→ **Prompt 1**
In the listing below, shift every bounding box coordinate in the answers up by 65, and write out again each line between the line holding "the player's knee." and the line holding "[178,206,206,214]", inclusive, with the requests included. Reproduce only those lines.

U.S. patent number 3,787,948 [Application Number 05/241,909] was granted by the patent office on 1974-01-29 for wire nut wrench.
Invention is credited to Charles H. Runge.
United States Patent |
3,787,948 |
Runge |
January 29, 1974 |
WIRE NUT WRENCH
Abstract
A wrench for forming pigtail splices in wire nuts between
electrical conductors. The wrench has a plastic workhead in the
form of a relatively narrow block. There is a wire nut socket
running from top to bottom through the workhead, near one end. A
thin metal handle extends downwardly from the workhead near the end
opposite its wire nut socket end. To form a pigtail splice in a
wire nut with the wrench, the wire nut is fitted into the socket in
the workhead, and the bare ends of a pair of conductors are then
inserted as far as they will go into the wire nut. These conductors
are next held tightly with one hand near the wire nut, and the
workhead is spun rapidly around the axis of the wire nut socket, by
means of the wrench handle, with the other hand. This action twists
the wire ends into a pigtail splice and tightens the wire nut
firmly in place around the splice.
Inventors: |
Runge; Charles H. (Homeland,
CA) |
Family
ID: |
22912666 |
Appl.
No.: |
05/241,909 |
Filed: |
April 7, 1972 |
Current U.S.
Class: |
81/121.1; 29/758;
D8/21 |
Current CPC
Class: |
H01R
43/00 (20130101); Y10T 29/53257 (20150115) |
Current International
Class: |
H01R
43/00 (20060101); H05k 013/00 () |
Field of
Search: |
;29/23H,23HC,23HT,23HM |
References Cited
[Referenced By]
U.S. Patent Documents
Primary Examiner: Eager; Thomas H.

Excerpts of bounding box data
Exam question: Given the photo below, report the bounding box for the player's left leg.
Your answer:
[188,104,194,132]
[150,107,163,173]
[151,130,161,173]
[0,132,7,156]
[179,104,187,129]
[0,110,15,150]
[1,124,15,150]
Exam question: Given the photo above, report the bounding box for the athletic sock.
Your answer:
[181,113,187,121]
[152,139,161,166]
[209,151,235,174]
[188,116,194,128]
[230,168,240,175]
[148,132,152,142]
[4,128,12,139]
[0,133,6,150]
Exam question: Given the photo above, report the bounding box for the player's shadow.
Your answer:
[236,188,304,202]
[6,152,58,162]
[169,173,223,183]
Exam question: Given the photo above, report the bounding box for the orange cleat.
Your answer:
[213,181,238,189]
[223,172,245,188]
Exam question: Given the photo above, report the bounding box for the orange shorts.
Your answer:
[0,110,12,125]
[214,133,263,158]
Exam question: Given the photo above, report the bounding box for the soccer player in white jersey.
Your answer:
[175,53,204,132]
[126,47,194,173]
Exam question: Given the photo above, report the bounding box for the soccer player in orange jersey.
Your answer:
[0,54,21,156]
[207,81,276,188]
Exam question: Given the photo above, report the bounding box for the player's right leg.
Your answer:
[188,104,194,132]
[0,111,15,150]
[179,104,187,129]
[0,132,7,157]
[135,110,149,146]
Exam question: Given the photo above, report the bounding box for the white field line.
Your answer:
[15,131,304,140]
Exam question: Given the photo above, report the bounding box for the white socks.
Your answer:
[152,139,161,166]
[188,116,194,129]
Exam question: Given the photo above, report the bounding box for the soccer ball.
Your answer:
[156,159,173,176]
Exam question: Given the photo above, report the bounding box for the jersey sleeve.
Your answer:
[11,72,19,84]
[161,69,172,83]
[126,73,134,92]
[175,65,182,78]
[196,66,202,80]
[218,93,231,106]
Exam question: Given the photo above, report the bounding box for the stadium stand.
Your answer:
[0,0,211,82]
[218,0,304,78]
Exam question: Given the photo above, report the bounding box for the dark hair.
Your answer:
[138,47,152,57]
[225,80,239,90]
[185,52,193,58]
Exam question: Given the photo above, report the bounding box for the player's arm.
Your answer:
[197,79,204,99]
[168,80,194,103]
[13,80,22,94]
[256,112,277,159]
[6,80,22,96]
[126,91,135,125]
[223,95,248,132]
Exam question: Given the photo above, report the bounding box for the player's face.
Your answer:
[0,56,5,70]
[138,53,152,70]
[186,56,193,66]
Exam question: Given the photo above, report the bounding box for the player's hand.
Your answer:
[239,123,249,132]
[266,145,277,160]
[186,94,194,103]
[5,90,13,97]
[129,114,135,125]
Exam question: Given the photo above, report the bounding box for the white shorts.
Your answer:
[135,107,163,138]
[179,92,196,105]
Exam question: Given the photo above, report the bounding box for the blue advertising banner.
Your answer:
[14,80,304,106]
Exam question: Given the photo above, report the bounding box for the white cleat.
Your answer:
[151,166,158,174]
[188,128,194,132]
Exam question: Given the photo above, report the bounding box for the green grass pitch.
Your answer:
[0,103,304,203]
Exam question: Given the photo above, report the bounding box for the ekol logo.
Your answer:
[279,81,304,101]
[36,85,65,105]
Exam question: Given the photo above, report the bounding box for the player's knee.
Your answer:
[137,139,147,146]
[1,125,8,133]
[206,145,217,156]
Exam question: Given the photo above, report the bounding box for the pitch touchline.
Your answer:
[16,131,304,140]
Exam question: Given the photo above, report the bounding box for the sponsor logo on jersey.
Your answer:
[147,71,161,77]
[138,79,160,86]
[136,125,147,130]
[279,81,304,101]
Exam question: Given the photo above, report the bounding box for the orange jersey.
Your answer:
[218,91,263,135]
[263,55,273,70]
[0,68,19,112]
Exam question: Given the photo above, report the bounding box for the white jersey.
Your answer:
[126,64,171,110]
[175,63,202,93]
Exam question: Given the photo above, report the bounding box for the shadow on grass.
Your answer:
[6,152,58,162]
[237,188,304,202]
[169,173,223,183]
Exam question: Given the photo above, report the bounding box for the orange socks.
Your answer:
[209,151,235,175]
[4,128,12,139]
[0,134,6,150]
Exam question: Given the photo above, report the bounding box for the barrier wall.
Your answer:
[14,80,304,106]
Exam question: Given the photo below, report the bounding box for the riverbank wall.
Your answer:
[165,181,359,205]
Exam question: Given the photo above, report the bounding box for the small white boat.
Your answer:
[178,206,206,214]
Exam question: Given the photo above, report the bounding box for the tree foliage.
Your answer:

→ **Prompt 2**
According to the patent page, on what date was the application for the wire nut wrench filed?

→ **Correct answer 1**
Exam question: Given the photo above, report the bounding box for the player's knee.
Your answer:
[202,204,212,211]
[66,190,73,198]
[271,210,282,221]
Exam question: Given the photo above, report the bounding box for the pitch touchline.
Your answer:
[81,196,369,205]
Exam question: Given the photo above, report the bounding box for the sponsor logo on jersey.
Your answer:
[212,136,226,142]
[203,144,225,151]
[201,190,212,195]
[344,146,369,166]
Exam question: Given the photo above, report the bounding box for the orange jersey.
Your answer:
[283,156,328,200]
[328,120,338,135]
[65,133,84,177]
Exam question: Given the photo above, report the bounding box for the white jersey.
Your answer:
[191,129,236,175]
[240,128,267,158]
Exam question: Given the photo above, report the bounding box for the shadow on grass.
Your answer:
[71,217,123,227]
[302,253,369,267]
[234,238,288,248]
Exam question: Given the photo above, report the bounding box for the orange socks.
Your answer:
[274,216,300,240]
[69,193,77,204]
[65,199,71,215]
Exam question: Given the photo above, report the bounding box for the barrier wall.
Your answer:
[79,145,369,171]
Exam question: Given the photo below, report the bounding box for the riverbank wall.
Your answer:
[230,246,424,270]
Exam question: Given the photo above, report the bounding box for the small white boat.
Your answer:
[243,271,271,279]

→ **Correct answer 2**
April 7, 1972